--- EXPLORE THE MATERIAL ---
a – In the article on US companies leaving Iran, rewrite the stretch from "The Strategist" through "their American colleagues.", changing "Brussels" to "the European Union".
b – Answer these from the article on US companies leaving Iran:
(i) After what date will any activity in Iran automatically count as a sanctions violation?
(ii) According to the SEC, how much have the companies earned in Iran over a year and a half?
(iii) What does General License H allow American companies with branches abroad to do?

--- TEXT SECTION ---
↓

The Strategist

A farewell to Iran: US companies are leaving the country

06/07/2018 - 12:29

In six months, Iran will turn into a potentially very profitable market for companies that are not afraid of Washington's sanctions.

Kamyar Adl via flickr
Kamyar Adl via flickr
Currently, European companies are preparing to turn off business in Iran in order to keep the American market open themselves. The situation of their American colleagues is even worse. Companies of the Old World, even theoretically, can still count on the support of Brussels, but there is no one to support their American colleagues.

There is still almost half a year until November 5, after which any activity in Iran or cooperation with Iranian companies and banks will automatically be considered a violation of sanctions. However, companies operating in this country are beginning to prepare for departure in advance. Dozens of American companies, among which are well-known multinational giants, are feverishly getting ready to leave Iran. Among them are such large companies as Dover Corp., Honeywell International Inc., Chubb Ltd., General Electric Co. In total, at least 17 companies registered in the US began to work in Iran through foreign subsidiaries in January 2016, when the deal on the Iranian nuclear program entered into force. According to the Securities and Exchange Commission of the United States (SEC), they have earned more than $ 175 million in Iran over a year and a half. But this is only the tip of the iceberg. In Iran, there are many private companies from America who are not obliged to report to the Commission.

With the unilateral withdrawal of the USA from the deal in May, the so-called General License H automatically stops operating. The license allows American companies with branches abroad to engage in trade, financial and other activities in Iran. Thus, the White House hopes to isolate Iran both in politics, and in the financial and economic spheres.

↑

--- EXCERPTED DATA ---
↓

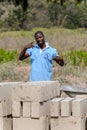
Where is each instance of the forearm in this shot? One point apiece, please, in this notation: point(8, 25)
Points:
point(59, 60)
point(22, 55)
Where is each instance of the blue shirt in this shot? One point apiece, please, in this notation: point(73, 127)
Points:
point(41, 62)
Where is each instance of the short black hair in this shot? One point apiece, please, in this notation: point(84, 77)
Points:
point(38, 32)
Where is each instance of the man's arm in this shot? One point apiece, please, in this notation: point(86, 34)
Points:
point(23, 55)
point(59, 60)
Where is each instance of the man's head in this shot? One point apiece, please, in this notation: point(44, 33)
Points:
point(39, 37)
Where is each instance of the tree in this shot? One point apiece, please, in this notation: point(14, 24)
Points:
point(23, 3)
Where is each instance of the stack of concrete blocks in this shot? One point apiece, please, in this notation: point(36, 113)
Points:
point(28, 104)
point(5, 105)
point(68, 113)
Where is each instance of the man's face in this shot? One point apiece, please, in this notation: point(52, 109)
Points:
point(39, 39)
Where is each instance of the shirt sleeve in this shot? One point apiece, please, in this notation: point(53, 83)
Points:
point(29, 51)
point(55, 53)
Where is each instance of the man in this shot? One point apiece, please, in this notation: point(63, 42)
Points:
point(41, 56)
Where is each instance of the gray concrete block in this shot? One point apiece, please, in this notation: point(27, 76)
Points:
point(70, 123)
point(30, 124)
point(55, 107)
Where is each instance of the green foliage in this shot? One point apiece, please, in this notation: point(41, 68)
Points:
point(6, 56)
point(77, 58)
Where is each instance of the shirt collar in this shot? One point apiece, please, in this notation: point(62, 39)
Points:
point(47, 45)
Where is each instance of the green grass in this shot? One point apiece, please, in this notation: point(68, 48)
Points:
point(6, 56)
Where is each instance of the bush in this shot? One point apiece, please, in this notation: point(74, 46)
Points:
point(6, 56)
point(77, 58)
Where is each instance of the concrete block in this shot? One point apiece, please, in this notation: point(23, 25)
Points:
point(16, 109)
point(55, 107)
point(54, 122)
point(66, 106)
point(70, 123)
point(5, 108)
point(39, 109)
point(30, 124)
point(36, 91)
point(26, 109)
point(79, 106)
point(5, 123)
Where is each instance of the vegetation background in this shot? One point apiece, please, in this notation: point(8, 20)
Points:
point(65, 28)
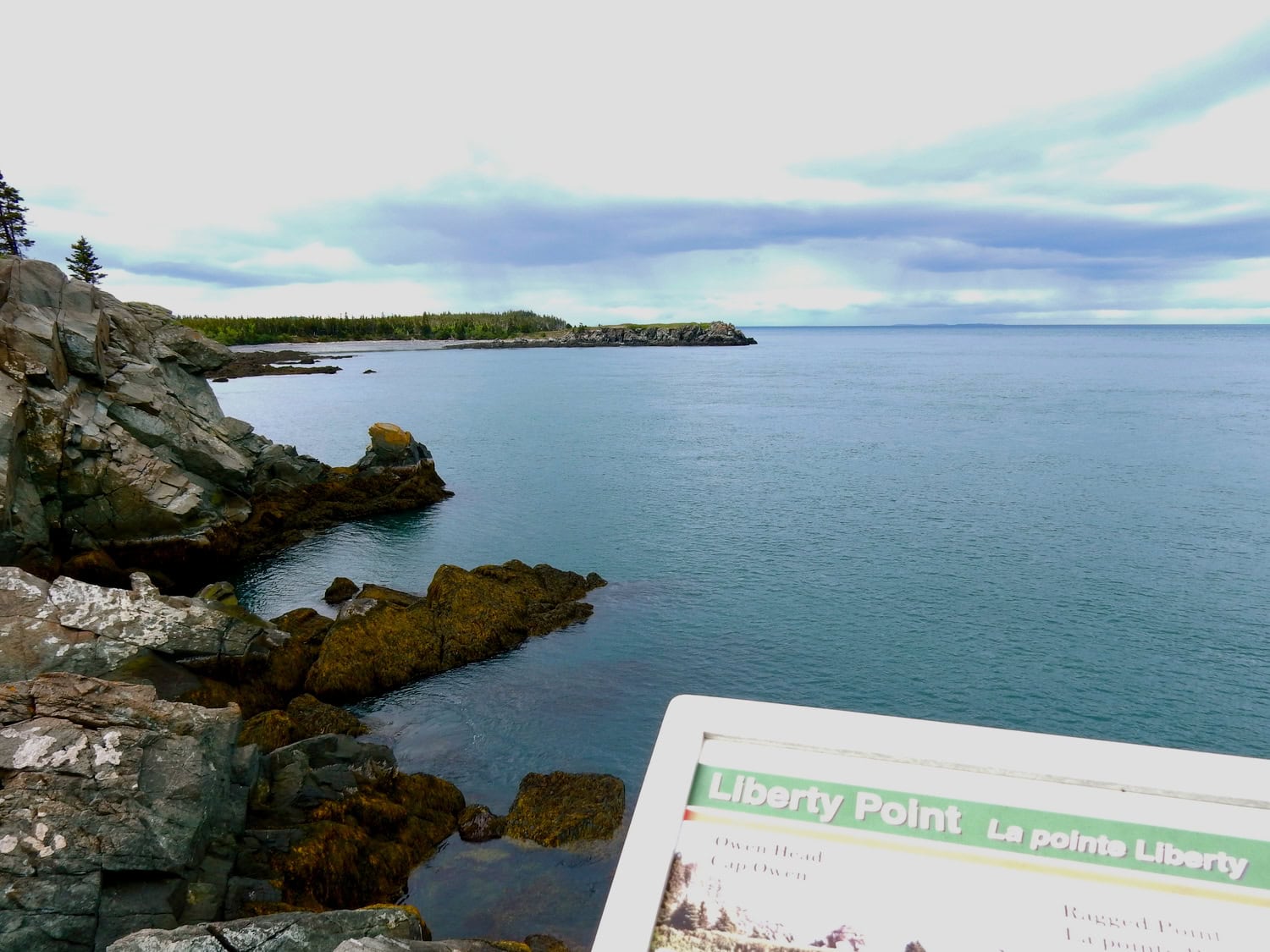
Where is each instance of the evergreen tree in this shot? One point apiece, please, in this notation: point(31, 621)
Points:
point(83, 263)
point(13, 223)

↑

--- TASK-BY-TASK OUTPUTS ---
a –
The Strategist

A farewell to Iran: US companies are leaving the country

06/07/2018 - 12:29

In six months, Iran will turn into a potentially very profitable market for companies that are not afraid of Washington's sanctions.

Kamyar Adl via flickr
Kamyar Adl via flickr
Currently, European companies are preparing to turn off business in Iran in order to keep the American market open themselves. The situation of their American colleagues is even worse. Companies of the Old World, even theoretically, can still count on the support of the European Union, but there is no one to support their American colleagues.

b –
(i) November 5.
(ii) More than $175 million.
(iii) Engage in trade, financial and other activities in Iran.